(Object location annotation data)
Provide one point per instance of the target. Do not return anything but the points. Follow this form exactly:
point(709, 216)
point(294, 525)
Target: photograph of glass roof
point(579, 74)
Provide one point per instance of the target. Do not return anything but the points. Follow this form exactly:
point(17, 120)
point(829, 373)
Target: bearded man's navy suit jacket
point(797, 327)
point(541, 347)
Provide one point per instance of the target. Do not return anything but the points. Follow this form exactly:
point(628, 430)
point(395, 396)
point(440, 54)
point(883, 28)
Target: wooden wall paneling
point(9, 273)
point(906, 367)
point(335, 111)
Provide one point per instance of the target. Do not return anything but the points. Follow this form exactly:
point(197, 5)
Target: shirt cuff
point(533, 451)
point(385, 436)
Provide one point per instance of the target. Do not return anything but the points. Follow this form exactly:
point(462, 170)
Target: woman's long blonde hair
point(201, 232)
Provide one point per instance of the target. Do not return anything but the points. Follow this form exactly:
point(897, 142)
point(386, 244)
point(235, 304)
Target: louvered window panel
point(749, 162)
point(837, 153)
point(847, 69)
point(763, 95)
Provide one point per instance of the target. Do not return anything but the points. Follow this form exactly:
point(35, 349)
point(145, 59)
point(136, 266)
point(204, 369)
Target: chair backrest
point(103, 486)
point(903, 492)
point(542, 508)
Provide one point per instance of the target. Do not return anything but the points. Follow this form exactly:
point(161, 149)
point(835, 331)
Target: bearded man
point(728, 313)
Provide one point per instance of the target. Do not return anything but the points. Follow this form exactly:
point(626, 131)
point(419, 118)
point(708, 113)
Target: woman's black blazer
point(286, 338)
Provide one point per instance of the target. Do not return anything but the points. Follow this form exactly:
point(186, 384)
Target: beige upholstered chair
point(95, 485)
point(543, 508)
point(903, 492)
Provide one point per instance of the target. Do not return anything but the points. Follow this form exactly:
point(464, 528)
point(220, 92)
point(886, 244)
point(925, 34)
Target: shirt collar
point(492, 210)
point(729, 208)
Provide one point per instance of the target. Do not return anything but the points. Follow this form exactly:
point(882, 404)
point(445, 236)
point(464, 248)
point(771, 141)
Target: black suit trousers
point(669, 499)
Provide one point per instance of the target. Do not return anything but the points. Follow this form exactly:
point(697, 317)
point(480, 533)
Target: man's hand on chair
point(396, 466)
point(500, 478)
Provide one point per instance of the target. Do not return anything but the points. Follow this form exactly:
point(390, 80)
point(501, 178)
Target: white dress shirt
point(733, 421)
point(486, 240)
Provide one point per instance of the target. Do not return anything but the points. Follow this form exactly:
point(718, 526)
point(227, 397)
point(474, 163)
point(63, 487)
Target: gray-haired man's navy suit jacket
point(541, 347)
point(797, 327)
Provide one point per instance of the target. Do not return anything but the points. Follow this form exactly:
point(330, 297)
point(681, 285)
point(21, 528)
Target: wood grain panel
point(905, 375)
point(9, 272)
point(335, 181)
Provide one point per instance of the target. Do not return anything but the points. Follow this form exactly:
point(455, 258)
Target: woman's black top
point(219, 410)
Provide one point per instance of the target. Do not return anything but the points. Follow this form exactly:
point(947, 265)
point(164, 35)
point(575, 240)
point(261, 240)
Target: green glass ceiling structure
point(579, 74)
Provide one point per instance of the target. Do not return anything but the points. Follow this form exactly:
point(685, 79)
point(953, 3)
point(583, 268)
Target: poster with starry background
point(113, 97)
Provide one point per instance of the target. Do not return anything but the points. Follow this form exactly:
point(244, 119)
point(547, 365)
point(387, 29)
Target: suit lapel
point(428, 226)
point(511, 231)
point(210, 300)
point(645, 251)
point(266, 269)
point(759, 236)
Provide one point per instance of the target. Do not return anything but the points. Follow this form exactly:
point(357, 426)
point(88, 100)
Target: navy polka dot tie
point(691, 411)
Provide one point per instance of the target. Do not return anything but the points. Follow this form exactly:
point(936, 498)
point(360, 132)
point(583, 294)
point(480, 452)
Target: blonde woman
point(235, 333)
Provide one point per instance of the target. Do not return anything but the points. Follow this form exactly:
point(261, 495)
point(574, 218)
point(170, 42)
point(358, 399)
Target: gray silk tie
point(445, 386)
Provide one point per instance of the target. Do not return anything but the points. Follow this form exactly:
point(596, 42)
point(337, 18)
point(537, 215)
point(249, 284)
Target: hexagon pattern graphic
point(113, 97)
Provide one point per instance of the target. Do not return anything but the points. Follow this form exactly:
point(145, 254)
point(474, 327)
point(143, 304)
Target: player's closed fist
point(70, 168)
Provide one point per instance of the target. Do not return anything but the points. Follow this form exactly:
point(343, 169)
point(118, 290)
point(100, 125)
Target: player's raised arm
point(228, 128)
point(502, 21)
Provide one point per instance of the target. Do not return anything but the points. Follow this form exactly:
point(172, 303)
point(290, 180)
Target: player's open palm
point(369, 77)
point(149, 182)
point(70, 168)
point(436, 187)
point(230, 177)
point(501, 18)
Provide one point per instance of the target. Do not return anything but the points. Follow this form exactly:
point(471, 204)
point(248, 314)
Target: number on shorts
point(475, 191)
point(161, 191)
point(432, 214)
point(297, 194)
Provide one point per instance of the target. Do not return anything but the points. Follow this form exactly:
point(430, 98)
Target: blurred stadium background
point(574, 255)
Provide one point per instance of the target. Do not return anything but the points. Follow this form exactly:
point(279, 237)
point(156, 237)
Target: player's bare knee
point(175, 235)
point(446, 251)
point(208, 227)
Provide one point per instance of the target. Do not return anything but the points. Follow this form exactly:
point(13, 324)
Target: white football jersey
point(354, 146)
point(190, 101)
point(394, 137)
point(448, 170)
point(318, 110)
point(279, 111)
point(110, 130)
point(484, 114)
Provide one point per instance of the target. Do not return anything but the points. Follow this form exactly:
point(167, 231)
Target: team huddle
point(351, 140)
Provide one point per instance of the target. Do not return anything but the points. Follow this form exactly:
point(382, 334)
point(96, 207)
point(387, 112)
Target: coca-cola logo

● **BRIEF**
Rewrite the material above with "Follow this form exactly" replaced by "Use this exact format" wherever it occurs, leaving every other line and character unchanged.

● **FULL RESPONSE**
Provide one point per instance of the target. Do not return anything but the points. Use this exact format:
point(709, 216)
point(294, 525)
Target: photograph of glass roof
point(579, 74)
Provide one point per instance of the target. Do not return anything but the points. Use this exact format:
point(17, 120)
point(829, 373)
Target: bearded man's navy suit jacket
point(797, 327)
point(541, 347)
Provide one point per instance of the target. Do not return anything but the points. Use this exact format:
point(628, 430)
point(395, 396)
point(440, 54)
point(883, 28)
Target: wooden wall paneling
point(9, 273)
point(906, 367)
point(335, 111)
Provide one point per instance of the target. Do not return anything but the points. Use this exact format:
point(197, 5)
Target: shirt cuff
point(533, 451)
point(385, 436)
Provide one point per instance of the target. Do not return anything but the points. Use this exact format:
point(462, 170)
Target: woman's long blonde hair
point(201, 232)
Provide one point per instance of the target. Do not return anything but the points. Use this exact format:
point(897, 142)
point(386, 244)
point(235, 304)
Target: louvered window panel
point(749, 162)
point(837, 153)
point(847, 69)
point(763, 95)
Provide one point per instance of the target. Do not return anything but the points. Use this exact format:
point(35, 349)
point(145, 59)
point(136, 266)
point(204, 369)
Target: chair backrest
point(103, 486)
point(903, 492)
point(542, 508)
Provide one point per instance of the target. Do not return anything but the points. Use this exact format:
point(161, 149)
point(835, 331)
Target: bearded man
point(728, 313)
Provide one point per instance of the target. Do not return anything but the points. Use this exact format:
point(626, 131)
point(419, 118)
point(708, 113)
Target: woman's black blazer
point(286, 338)
Provide one point per instance of the target. Do not return anything but the points. Use this exact format:
point(186, 384)
Target: beige upholstered chair
point(95, 485)
point(543, 508)
point(903, 492)
Provide one point per instance of the target. Do not return anything but the points. Use this exact format:
point(464, 528)
point(220, 92)
point(886, 244)
point(925, 34)
Target: shirt collar
point(492, 210)
point(729, 208)
Provide one point per instance of the target. Do not return anything but the points. Use this exact format:
point(882, 404)
point(445, 236)
point(464, 248)
point(771, 141)
Target: black suit trousers
point(669, 499)
Provide one point per instance of the target. Do not return anything but the points. Use this exact format:
point(697, 317)
point(480, 533)
Target: man's hand on chair
point(396, 466)
point(500, 478)
Provide one point per instance of the target. Do not return anything but the points. Use this exact format:
point(390, 80)
point(501, 178)
Target: white dress shirt
point(733, 421)
point(486, 240)
Provide one point per instance of the target. Do not return anything but the points. Use this exact format:
point(718, 526)
point(227, 397)
point(474, 163)
point(63, 487)
Target: gray-haired man's navy suit jacket
point(541, 347)
point(797, 327)
Provide one point per instance of the target. Do not return anything but the points. Use this exact format:
point(330, 297)
point(681, 285)
point(21, 528)
Target: wood grain panel
point(905, 375)
point(9, 272)
point(335, 181)
Provide one point per instance of the target. Do not return anything but the points. Use this exact format:
point(455, 258)
Target: woman's black top
point(219, 410)
Provide one point per instance of the target. Do not return anything but the points. Use this exact format:
point(947, 265)
point(164, 35)
point(575, 240)
point(261, 240)
Target: green glass ceiling structure
point(579, 74)
Provide one point per instance of the target. Do not return anything but the points. Use this exact format:
point(685, 79)
point(953, 3)
point(583, 268)
Target: poster with starry background
point(113, 97)
Provide one point per instance of the target. Do not return anything but the points. Use this exact format:
point(244, 119)
point(547, 365)
point(387, 29)
Target: suit lapel
point(428, 226)
point(511, 231)
point(210, 300)
point(645, 251)
point(266, 269)
point(759, 236)
Provide one point per instance of the target. Do not return anything but the points. Use this exact format:
point(357, 426)
point(88, 100)
Target: navy polka dot tie
point(691, 411)
Provide one point per instance of the target. Do not return anything but the points. Use this exact format:
point(936, 498)
point(360, 132)
point(583, 294)
point(480, 452)
Target: blonde woman
point(235, 333)
Provide one point per instance of the target. Do not return anything but the points. Use this exact format:
point(261, 495)
point(574, 218)
point(170, 42)
point(358, 399)
Target: gray silk tie
point(445, 386)
Provide one point per instance of the target. Do not return anything but the points. Use this exact format:
point(596, 42)
point(337, 18)
point(537, 215)
point(249, 284)
Target: hexagon pattern graphic
point(113, 97)
Provide one point per instance of the target. Do not return anything but the points. Use this exact format:
point(145, 254)
point(474, 327)
point(143, 304)
Target: player's closed fist
point(70, 168)
Provide one point per instance of the target. Do not return anything but the points. Use this exact format:
point(343, 169)
point(118, 290)
point(100, 125)
Target: player's raised arm
point(228, 128)
point(502, 21)
Provide one point per instance of the target. Do not return anything but the points. Use this exact format:
point(172, 303)
point(290, 180)
Target: player's open palm
point(369, 77)
point(149, 182)
point(70, 168)
point(436, 187)
point(230, 177)
point(501, 18)
Provide one point per instance of the target. Do not return anything but the points. Use this exact format:
point(471, 204)
point(248, 314)
Target: number on shorts
point(475, 191)
point(161, 191)
point(432, 214)
point(297, 194)
Provide one point per instance of the target. Do not return anything but the points. Use this exact format:
point(430, 98)
Target: blurred stadium background
point(574, 255)
Provide one point per instance of the target. Do not return anything but the points. Use this exact format:
point(279, 237)
point(156, 237)
Target: player's bare knee
point(175, 235)
point(446, 251)
point(208, 227)
Provide one point per instance of the target. Do not return anything but the points. Use this exact format:
point(13, 324)
Target: white football jersey
point(354, 146)
point(190, 101)
point(394, 137)
point(448, 170)
point(318, 110)
point(279, 111)
point(110, 130)
point(484, 114)
Provide one point per instance of the target. Do not return anything but the points. Use this exact format:
point(167, 231)
Target: team huddle
point(351, 140)
Provide one point per instance of the target. Do not return anything but the points. Use this exact format:
point(382, 334)
point(96, 207)
point(387, 112)
Target: coca-cola logo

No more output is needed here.